> **ASSIGNMENT**:
Word for word, please restate the lines from the beginning of the data through the line in which "Give the outline of every instance of the impala" appears.

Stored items
#####

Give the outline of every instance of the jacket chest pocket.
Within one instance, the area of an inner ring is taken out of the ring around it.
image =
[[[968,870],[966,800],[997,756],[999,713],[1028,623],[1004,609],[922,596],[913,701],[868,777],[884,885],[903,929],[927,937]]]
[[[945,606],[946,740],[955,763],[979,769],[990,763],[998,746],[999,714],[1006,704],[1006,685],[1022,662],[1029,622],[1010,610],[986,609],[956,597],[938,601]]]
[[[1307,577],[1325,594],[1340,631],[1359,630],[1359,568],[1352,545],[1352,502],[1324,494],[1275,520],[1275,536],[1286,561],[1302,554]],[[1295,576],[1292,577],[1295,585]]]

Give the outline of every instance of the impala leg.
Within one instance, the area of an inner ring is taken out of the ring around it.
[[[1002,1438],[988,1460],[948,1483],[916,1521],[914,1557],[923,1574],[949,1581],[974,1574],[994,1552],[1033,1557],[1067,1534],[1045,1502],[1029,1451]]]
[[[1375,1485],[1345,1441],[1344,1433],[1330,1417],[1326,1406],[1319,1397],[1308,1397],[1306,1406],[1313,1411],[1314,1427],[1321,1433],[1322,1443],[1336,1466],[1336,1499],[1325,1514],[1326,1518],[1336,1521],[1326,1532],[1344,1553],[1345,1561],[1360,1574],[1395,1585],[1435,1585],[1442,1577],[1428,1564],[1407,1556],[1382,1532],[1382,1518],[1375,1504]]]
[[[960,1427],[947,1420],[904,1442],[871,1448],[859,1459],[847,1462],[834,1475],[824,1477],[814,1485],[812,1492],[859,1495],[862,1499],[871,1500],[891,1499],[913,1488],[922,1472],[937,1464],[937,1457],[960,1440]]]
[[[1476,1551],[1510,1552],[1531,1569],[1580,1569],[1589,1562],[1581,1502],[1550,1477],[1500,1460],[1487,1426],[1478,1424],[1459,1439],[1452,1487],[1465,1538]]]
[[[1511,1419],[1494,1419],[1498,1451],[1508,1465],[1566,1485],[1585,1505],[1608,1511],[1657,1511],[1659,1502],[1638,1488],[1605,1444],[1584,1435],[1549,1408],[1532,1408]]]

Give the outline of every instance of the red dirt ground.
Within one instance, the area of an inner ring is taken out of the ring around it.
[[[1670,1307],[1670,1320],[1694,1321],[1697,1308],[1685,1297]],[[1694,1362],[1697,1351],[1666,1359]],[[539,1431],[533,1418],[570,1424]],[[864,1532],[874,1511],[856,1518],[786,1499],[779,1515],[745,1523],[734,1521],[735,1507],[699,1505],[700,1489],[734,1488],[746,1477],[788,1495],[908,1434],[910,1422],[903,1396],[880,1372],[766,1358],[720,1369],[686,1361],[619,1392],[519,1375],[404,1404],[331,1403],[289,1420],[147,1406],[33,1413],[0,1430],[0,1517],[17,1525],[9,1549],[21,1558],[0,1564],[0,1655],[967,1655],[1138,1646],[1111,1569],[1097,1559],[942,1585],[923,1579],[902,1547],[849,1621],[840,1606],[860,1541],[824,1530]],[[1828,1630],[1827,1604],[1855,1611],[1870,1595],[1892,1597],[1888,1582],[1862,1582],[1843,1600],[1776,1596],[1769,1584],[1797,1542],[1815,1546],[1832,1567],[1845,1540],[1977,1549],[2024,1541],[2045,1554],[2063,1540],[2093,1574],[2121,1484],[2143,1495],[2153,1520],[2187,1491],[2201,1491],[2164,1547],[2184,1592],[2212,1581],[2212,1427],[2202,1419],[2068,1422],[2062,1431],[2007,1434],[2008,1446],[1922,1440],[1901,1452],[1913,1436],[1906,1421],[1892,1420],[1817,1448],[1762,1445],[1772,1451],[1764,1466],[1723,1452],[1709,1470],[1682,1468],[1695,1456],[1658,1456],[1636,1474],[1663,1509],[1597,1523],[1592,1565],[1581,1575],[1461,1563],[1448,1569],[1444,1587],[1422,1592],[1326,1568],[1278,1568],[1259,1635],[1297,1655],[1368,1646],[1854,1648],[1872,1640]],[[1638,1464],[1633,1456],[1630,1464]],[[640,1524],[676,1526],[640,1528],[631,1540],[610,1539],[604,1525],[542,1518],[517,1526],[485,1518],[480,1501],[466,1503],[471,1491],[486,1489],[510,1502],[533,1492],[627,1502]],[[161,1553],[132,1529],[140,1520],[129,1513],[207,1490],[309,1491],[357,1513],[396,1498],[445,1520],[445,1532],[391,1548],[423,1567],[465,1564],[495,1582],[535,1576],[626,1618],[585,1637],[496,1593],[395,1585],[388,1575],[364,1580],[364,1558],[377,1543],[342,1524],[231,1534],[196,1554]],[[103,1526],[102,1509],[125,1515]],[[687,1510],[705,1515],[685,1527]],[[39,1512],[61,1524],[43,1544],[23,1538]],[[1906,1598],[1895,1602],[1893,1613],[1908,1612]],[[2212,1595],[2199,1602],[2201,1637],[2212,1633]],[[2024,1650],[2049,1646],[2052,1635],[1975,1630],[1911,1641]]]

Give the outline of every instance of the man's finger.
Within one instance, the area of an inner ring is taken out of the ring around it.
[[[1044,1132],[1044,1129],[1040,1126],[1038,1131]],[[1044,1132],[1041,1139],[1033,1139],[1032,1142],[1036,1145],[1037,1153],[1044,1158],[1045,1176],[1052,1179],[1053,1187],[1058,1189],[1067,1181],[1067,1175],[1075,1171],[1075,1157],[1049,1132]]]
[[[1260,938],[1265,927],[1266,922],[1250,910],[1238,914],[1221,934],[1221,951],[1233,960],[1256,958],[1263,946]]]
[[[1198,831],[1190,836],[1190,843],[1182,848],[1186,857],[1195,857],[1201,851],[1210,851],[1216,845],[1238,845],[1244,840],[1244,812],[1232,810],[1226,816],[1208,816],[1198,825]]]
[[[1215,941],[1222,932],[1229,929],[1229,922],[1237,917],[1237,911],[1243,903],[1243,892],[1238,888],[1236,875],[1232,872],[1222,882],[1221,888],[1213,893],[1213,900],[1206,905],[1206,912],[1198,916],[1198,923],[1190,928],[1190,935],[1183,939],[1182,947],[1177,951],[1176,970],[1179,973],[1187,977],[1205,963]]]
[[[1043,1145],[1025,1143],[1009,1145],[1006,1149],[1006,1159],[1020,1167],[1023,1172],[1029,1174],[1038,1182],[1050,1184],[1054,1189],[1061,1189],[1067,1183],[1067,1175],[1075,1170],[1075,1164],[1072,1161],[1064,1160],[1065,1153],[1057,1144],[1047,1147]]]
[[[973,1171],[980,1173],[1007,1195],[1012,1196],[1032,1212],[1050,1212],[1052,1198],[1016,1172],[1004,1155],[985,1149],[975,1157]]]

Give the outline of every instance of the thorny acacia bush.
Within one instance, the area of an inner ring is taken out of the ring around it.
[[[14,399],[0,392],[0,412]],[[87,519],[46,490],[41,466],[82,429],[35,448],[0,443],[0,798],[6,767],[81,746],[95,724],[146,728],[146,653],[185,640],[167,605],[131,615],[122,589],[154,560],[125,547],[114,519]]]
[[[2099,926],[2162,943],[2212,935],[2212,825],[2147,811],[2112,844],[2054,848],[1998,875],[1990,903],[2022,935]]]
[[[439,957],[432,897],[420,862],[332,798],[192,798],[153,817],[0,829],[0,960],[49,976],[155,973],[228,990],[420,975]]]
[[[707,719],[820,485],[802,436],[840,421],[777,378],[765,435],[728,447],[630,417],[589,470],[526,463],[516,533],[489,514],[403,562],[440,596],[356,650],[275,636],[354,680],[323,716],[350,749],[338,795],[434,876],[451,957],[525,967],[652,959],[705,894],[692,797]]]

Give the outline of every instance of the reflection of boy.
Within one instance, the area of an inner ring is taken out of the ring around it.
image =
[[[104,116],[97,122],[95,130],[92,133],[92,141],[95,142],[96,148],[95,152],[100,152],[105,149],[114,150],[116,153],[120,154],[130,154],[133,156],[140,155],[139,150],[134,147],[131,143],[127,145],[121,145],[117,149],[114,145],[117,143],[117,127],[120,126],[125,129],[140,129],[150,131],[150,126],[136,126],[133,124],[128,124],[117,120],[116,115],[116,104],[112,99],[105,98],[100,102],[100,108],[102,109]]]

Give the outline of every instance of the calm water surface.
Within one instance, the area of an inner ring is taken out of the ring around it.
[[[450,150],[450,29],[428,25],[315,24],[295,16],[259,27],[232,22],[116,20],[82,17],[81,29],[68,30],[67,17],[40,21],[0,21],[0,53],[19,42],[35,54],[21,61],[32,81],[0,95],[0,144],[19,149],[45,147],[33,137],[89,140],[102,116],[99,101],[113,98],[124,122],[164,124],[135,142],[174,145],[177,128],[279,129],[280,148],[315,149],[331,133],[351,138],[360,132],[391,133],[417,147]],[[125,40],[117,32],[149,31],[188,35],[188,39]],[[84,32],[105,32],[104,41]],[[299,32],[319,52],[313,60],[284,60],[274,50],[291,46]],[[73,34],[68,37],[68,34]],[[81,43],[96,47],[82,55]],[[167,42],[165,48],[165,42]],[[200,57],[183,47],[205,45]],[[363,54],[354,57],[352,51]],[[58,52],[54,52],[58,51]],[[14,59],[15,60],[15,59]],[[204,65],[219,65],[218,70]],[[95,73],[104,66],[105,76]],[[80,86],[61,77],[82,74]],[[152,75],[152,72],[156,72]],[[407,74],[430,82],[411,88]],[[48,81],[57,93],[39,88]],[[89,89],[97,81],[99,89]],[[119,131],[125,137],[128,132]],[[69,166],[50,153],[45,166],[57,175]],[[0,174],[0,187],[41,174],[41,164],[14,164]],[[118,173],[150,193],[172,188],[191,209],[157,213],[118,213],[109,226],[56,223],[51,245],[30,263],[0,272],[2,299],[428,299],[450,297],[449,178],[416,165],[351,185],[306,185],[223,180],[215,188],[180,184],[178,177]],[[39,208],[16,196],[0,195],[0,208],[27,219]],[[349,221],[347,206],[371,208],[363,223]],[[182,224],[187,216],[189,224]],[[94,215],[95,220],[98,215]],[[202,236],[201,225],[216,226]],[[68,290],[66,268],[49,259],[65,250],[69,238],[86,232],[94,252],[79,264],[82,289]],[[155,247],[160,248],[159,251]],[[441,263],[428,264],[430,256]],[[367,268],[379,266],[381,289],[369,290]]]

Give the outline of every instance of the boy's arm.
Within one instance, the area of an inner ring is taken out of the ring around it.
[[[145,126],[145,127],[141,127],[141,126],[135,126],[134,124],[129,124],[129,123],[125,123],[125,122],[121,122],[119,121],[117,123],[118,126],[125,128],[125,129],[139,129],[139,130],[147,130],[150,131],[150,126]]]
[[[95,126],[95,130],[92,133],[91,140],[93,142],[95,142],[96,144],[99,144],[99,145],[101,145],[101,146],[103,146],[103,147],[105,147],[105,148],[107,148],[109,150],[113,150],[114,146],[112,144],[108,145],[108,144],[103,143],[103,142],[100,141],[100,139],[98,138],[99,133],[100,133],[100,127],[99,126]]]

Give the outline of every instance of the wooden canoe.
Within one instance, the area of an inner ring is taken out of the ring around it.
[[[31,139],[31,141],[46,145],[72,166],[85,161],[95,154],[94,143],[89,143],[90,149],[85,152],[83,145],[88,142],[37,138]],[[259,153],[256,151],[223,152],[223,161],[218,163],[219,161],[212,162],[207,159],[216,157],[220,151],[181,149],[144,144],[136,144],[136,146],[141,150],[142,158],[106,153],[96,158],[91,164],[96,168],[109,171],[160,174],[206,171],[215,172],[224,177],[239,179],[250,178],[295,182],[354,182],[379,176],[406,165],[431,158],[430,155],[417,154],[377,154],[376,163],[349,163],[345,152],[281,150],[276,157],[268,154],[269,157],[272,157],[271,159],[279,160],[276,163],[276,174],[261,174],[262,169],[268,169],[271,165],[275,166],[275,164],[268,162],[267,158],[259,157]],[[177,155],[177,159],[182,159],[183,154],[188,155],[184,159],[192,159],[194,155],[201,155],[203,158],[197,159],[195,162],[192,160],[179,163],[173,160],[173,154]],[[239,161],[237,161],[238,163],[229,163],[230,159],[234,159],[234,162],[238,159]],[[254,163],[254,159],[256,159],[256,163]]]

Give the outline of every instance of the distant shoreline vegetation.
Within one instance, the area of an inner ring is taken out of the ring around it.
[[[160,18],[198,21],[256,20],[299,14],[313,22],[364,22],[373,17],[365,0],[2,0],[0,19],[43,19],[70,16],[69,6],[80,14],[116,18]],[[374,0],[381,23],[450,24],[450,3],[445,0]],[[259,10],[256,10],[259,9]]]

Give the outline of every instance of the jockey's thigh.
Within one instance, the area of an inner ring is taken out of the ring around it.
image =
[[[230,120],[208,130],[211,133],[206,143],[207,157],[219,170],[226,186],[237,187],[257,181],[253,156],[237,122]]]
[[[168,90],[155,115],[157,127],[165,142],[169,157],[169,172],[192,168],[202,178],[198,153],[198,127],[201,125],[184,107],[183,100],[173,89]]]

#####

> **RESPONSE TO THE EXERCISE**:
Give the outline of every instance of the jacket chest pocket.
Within one instance, the area of an inner ring is taken out of the ring around it.
image =
[[[968,870],[966,800],[997,756],[999,713],[1028,623],[1004,609],[922,596],[913,701],[868,777],[884,885],[903,929],[927,937]]]
[[[945,606],[946,740],[955,763],[979,769],[990,763],[998,746],[999,714],[1006,704],[1006,685],[1022,662],[1029,622],[1010,610],[986,609],[956,597],[938,601]]]
[[[1307,577],[1325,594],[1340,631],[1359,630],[1359,568],[1352,545],[1352,502],[1324,494],[1275,520],[1275,536],[1286,561],[1302,554]],[[1295,576],[1292,577],[1295,585]]]

Give the outline of every instance of the impala leg.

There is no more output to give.